### Problem statement
Find the line with "target | man in navy blue polo shirt" and the line with "target | chair back" in the entries below; output exactly those two lines, every line between them, and no others.

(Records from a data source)
BEGIN

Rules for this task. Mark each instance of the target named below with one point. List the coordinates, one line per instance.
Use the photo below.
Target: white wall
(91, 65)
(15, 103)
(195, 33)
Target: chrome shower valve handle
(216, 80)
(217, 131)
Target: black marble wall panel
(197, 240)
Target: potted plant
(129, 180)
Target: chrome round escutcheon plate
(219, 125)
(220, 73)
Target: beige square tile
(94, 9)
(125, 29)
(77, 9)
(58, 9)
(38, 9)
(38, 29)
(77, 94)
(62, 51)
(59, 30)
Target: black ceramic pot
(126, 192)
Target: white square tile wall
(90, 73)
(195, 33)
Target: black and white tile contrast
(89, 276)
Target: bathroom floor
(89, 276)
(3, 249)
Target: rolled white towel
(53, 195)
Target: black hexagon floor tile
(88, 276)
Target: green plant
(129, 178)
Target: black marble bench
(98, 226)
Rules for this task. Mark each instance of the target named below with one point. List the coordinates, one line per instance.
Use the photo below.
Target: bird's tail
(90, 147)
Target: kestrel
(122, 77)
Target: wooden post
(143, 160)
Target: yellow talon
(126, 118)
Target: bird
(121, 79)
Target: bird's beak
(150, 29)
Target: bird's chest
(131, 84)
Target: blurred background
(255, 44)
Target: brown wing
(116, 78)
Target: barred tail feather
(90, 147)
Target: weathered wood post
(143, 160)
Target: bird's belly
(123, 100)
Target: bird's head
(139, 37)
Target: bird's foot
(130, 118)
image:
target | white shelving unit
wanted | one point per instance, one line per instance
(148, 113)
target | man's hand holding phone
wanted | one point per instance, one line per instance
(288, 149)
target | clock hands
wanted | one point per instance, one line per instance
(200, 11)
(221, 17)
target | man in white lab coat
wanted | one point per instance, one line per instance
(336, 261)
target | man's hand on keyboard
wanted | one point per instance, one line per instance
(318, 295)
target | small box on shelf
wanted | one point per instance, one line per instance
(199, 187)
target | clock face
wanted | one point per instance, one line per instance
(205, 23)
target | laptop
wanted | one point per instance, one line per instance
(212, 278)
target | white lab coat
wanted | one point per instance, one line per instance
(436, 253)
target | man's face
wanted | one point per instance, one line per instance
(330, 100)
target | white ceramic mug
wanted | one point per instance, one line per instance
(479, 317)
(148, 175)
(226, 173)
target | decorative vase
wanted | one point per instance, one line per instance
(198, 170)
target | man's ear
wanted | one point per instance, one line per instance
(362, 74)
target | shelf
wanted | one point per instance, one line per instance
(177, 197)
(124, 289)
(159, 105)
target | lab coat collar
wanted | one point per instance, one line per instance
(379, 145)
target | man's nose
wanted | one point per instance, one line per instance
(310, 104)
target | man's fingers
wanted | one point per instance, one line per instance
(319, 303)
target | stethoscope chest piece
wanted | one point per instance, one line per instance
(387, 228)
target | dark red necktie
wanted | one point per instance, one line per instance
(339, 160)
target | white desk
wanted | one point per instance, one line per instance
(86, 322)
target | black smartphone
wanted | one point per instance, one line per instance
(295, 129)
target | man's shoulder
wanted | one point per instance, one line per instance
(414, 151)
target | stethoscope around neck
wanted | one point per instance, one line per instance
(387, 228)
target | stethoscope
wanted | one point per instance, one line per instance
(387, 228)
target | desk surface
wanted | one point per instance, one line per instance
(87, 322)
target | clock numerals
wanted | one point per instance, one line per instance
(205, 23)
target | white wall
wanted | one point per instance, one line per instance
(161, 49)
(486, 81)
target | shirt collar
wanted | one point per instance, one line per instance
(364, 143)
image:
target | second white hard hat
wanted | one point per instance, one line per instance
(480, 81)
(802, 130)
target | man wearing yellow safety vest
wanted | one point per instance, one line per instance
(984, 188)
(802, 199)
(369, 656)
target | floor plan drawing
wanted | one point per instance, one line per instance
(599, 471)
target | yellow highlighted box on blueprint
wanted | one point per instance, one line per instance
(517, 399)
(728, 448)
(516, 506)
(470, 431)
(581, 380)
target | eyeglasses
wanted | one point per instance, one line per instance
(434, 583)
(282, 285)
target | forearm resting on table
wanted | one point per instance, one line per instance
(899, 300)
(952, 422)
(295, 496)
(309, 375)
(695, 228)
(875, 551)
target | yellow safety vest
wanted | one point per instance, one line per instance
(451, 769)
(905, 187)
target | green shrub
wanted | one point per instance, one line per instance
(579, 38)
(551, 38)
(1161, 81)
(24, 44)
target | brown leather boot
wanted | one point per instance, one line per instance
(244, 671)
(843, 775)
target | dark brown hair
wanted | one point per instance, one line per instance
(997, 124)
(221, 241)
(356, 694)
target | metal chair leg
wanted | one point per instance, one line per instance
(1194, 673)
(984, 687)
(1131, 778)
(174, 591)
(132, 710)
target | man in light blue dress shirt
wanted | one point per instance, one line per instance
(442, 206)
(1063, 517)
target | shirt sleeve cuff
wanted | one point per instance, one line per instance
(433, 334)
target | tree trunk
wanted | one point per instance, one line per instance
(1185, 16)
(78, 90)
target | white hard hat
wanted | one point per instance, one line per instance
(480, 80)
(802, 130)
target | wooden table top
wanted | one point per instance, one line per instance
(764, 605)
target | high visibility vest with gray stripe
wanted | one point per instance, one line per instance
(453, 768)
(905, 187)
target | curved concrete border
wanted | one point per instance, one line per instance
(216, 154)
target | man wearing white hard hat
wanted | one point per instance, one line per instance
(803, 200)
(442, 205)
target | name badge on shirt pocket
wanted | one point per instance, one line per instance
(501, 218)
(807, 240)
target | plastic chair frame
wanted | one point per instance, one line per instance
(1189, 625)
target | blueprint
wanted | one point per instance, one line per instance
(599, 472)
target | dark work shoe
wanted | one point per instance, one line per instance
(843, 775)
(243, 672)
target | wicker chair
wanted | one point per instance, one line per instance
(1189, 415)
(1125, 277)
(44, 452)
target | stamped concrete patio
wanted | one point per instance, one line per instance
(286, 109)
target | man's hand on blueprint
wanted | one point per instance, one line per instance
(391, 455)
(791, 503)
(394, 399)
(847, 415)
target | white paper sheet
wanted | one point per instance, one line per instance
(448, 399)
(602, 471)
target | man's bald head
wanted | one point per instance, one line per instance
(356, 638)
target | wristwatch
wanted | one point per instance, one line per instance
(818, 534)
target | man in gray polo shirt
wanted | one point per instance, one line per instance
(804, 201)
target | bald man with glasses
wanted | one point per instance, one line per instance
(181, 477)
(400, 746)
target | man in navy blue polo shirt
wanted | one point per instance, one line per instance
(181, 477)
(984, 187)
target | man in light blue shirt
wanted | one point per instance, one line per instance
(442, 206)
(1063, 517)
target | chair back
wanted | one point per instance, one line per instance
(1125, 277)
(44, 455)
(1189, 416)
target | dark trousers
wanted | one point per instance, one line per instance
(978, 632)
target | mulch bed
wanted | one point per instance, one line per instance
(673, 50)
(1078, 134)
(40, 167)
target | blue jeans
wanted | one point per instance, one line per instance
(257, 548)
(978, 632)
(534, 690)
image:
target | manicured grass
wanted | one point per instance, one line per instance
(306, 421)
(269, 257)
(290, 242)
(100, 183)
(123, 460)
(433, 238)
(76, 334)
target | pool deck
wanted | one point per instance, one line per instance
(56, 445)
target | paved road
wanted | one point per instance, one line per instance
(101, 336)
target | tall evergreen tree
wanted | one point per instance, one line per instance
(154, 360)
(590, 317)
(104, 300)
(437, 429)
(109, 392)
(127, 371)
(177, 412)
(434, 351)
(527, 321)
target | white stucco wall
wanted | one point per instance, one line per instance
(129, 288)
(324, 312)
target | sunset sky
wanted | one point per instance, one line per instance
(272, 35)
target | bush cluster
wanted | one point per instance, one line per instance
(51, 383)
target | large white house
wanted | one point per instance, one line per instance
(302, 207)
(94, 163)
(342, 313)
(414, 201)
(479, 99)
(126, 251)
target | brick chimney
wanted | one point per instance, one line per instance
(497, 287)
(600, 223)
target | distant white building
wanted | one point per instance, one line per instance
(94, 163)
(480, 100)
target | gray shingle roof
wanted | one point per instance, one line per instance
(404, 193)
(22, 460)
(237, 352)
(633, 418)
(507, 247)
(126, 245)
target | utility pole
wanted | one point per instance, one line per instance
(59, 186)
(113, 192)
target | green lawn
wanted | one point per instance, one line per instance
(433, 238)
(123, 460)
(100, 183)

END

### Response to the exercise
target | man in navy blue polo shirt
wanted | one point per instance, one line per instance
(181, 477)
(984, 187)
target | man in light blue shirt
wanted | one point per instance, one line per instance
(442, 206)
(1063, 517)
target | chair back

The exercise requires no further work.